Excerpted text:

Train an Agent using the DAgger Algorithm#

The DAgger algorithm is an extension of behavior cloning. In behavior cloning, the training trajectories are recorded directly from an expert. In DAgger, the learner generates the trajectories but an expert corrects the actions with the optimal actions in each of the visited states. This ensures that the state distribution of the training data matches that of the learner’s current policy.

First we need an expert to learn from:

import gym
from stable_baselines3 import PPO
from stable_baselines3.ppo import MlpPolicy

env = gym.make("CartPole-v1")
expert = PPO(
    policy=MlpPolicy,
    env=env,
    seed=0,
    batch_size=64,
    ent_coef=0.0,
    learning_rate=0.0003,
    n_epochs=10,
    n_steps=64,
)
expert.learn(1000)  # Note: set to 100000 to train a proficient expert

<stable_baselines3.ppo.ppo.PPO at 0x7fa214199e50>

Then we can construct a DAgger trainer und use it to train the policy on the cartpole environment.

import tempfile
import gym
import numpy as np
from stable_baselines3.common.vec_env import DummyVecEnv

from imitation.algorithms import bc
from imitation.algorithms.dagger import SimpleDAggerTrainer

venv = DummyVecEnv([lambda: gym.make("CartPole-v1")])


bc_trainer = bc.BC(
    observation_space=env.observation_space,
    action_space=env.action_space,
    rng=np.random.default_rng(),
)

with tempfile.TemporaryDirectory(prefix="dagger_example_") as tmpdir:
    print(tmpdir)
    dagger_trainer = SimpleDAggerTrainer(
        venv=venv,
        scratch_dir=tmpdir,
        expert_policy=expert,
        bc_trainer=bc_trainer,
        rng=np.random.default_rng(),
    )

    dagger_trainer.train(2000)

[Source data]
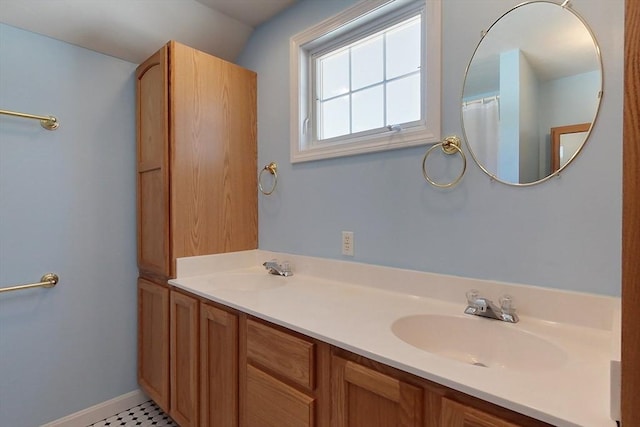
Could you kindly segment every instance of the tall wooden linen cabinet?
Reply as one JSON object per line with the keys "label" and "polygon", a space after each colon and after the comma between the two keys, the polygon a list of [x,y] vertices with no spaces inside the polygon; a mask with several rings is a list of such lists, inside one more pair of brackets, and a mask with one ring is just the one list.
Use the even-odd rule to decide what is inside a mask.
{"label": "tall wooden linen cabinet", "polygon": [[[136,76],[138,382],[197,425],[197,366],[168,337],[199,314],[167,280],[176,258],[257,248],[256,74],[171,41]],[[181,339],[199,351],[197,336]]]}

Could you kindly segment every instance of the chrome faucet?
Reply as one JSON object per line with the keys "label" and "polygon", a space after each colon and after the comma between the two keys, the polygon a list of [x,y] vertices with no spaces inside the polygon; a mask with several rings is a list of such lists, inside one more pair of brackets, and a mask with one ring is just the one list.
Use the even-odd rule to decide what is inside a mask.
{"label": "chrome faucet", "polygon": [[276,276],[293,276],[291,265],[289,265],[287,261],[280,264],[277,259],[272,259],[271,261],[264,262],[262,265],[264,265],[264,268],[266,268],[269,273],[275,274]]}
{"label": "chrome faucet", "polygon": [[500,307],[488,298],[481,297],[477,290],[467,292],[467,308],[465,314],[487,317],[489,319],[502,320],[503,322],[517,323],[518,315],[513,307],[513,299],[509,295],[500,297]]}

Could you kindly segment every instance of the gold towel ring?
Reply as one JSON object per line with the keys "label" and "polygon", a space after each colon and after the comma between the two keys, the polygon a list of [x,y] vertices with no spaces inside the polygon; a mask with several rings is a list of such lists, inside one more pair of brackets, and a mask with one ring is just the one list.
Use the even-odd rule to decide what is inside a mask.
{"label": "gold towel ring", "polygon": [[[442,151],[445,154],[459,153],[460,157],[462,157],[462,171],[460,172],[460,175],[458,175],[458,177],[453,181],[448,182],[446,184],[440,184],[439,182],[434,181],[433,179],[431,179],[429,174],[427,174],[427,157],[429,157],[429,154],[431,154],[431,152],[436,147],[441,147]],[[424,153],[424,157],[422,158],[422,176],[424,176],[424,179],[426,179],[427,182],[433,185],[434,187],[450,188],[455,186],[460,182],[466,170],[467,170],[467,156],[464,155],[462,148],[460,148],[460,138],[458,138],[457,136],[448,136],[442,142],[438,144],[434,144],[431,148],[427,150],[426,153]]]}
{"label": "gold towel ring", "polygon": [[[264,171],[269,171],[269,173],[273,175],[273,186],[269,191],[265,191],[264,188],[262,187],[262,174],[264,173]],[[264,194],[265,196],[268,196],[275,191],[277,186],[278,186],[278,165],[276,164],[276,162],[271,162],[268,165],[265,165],[265,167],[263,167],[262,170],[260,171],[260,174],[258,175],[258,188],[260,189],[260,192],[262,194]]]}

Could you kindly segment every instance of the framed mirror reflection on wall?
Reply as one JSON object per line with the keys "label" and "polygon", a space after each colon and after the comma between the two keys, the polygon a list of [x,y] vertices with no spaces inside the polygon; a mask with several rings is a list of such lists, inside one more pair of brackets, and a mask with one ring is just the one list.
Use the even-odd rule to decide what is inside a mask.
{"label": "framed mirror reflection on wall", "polygon": [[483,33],[465,73],[461,118],[473,159],[510,185],[558,175],[591,133],[602,80],[595,36],[568,1],[510,9]]}

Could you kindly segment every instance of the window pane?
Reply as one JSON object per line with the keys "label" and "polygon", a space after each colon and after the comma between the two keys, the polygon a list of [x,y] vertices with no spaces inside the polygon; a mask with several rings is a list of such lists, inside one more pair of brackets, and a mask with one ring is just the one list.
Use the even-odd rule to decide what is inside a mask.
{"label": "window pane", "polygon": [[322,118],[318,139],[349,134],[349,96],[320,102]]}
{"label": "window pane", "polygon": [[320,58],[320,99],[349,92],[349,50]]}
{"label": "window pane", "polygon": [[351,49],[351,90],[382,81],[382,46],[383,37],[379,35]]}
{"label": "window pane", "polygon": [[351,132],[361,132],[384,126],[383,97],[382,85],[353,94],[353,128]]}
{"label": "window pane", "polygon": [[387,33],[387,79],[420,69],[420,34],[419,16]]}
{"label": "window pane", "polygon": [[420,120],[420,73],[387,84],[387,125]]}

Set problem A:
According to the DAgger tutorial, who generates the training trajectories in DAgger?
Set problem B:
From the DAgger tutorial, quote everything from "from imitation.algorithms import" down to "print(tmpdir)".

Exercise solution A:
The learner generates them, and an expert corrects the actions with the optimal actions in each visited state.

Exercise solution B:
from imitation.algorithms import bc
from imitation.algorithms.dagger import SimpleDAggerTrainer

venv = DummyVecEnv([lambda: gym.make("CartPole-v1")])


bc_trainer = bc.BC(
    observation_space=env.observation_space,
    action_space=env.action_space,
    rng=np.random.default_rng(),
)

with tempfile.TemporaryDirectory(prefix="dagger_example_") as tmpdir:
    print(tmpdir)